*Task to complete*
Copy the material below word for word, keeping every line unchanged and in the same order.
== Available data ==
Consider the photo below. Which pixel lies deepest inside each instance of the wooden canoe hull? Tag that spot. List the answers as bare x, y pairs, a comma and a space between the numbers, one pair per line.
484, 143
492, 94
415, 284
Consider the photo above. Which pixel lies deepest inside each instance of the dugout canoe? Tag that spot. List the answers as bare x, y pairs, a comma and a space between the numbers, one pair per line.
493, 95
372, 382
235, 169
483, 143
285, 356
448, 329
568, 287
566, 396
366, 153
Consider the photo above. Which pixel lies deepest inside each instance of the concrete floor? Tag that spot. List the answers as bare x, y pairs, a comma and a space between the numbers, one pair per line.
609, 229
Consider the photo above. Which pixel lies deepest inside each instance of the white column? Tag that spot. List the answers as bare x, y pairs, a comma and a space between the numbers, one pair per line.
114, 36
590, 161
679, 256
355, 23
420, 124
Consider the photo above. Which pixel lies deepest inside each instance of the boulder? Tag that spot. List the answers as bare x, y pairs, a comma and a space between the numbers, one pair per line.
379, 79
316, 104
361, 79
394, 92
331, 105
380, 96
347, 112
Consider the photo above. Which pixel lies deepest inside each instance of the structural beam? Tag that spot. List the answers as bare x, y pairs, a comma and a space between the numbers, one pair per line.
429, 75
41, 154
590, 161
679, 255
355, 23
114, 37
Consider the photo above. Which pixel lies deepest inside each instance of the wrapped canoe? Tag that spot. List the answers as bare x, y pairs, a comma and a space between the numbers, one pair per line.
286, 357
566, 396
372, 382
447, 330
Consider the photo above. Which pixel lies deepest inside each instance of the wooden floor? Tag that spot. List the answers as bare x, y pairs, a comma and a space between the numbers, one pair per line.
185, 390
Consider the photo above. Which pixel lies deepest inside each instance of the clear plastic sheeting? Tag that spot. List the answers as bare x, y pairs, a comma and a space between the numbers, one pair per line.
===
*Complete answer*
Consider the photo below. Which pixel lies deepest inside each instance of the wooden canoe hull? Tag that spot. List the answers as bare x, y pairs, a comma and a space between the numbers, one pair per line.
484, 143
492, 94
415, 284
Consider the photo above. Which pixel lies deepest inside each instance of the dugout canoe? Tag that spot. List the answers as bare x, y pairs, a comma and a space between the numbers, one pair per line.
493, 95
372, 382
235, 169
483, 143
285, 356
448, 329
568, 287
566, 396
366, 153
Consider the photo above. Which pixel lies deepest inside each instance of the concrete floor? Tag that spot. List the answers as bare x, y pairs, a comma and a space between the numbers, one pair per line.
609, 229
Consider the photo above. Which pixel lies deepest inside each instance of the white column? Tag that spot. List the answers as bare x, y pairs, a comma and a space between the numbers, one pair per line.
114, 36
590, 161
679, 256
355, 23
420, 124
Consider the photo above. Which pixel lies deepest inside each instance of the boulder? Tag that spot. List the answers as bare x, y pairs, a comma and a space between the numbers, one pair per line.
379, 79
316, 104
361, 79
394, 92
331, 105
380, 96
347, 112
Consider the photo above. Which pixel lies deepest inside each instance of the structural beam? Tag that spot. List the answers as bare x, y pairs, a comma and a space between the numbers, one pair per line.
429, 75
41, 154
590, 161
679, 255
355, 23
114, 37
Consider the photo above. Which pixel lies deepest inside each instance of the wrapped canoe? Tag that spot. List the answers as bare x, y pairs, a comma and a space between the numbers, one pair per line.
286, 357
566, 396
372, 382
447, 330
Consider the photo above. Which pixel lies deepest inside each instance of the wooden floor? Tag that spot. List the answers as bare x, y pairs, a comma and a space between the numbers, one pair per line.
185, 390
Consider the photo above. Which pixel lies deepest inside each instance of the clear plastic sheeting? Tag that spot. List the answers as bare x, y pairs, a comma and a space between the numbers, one pair per line.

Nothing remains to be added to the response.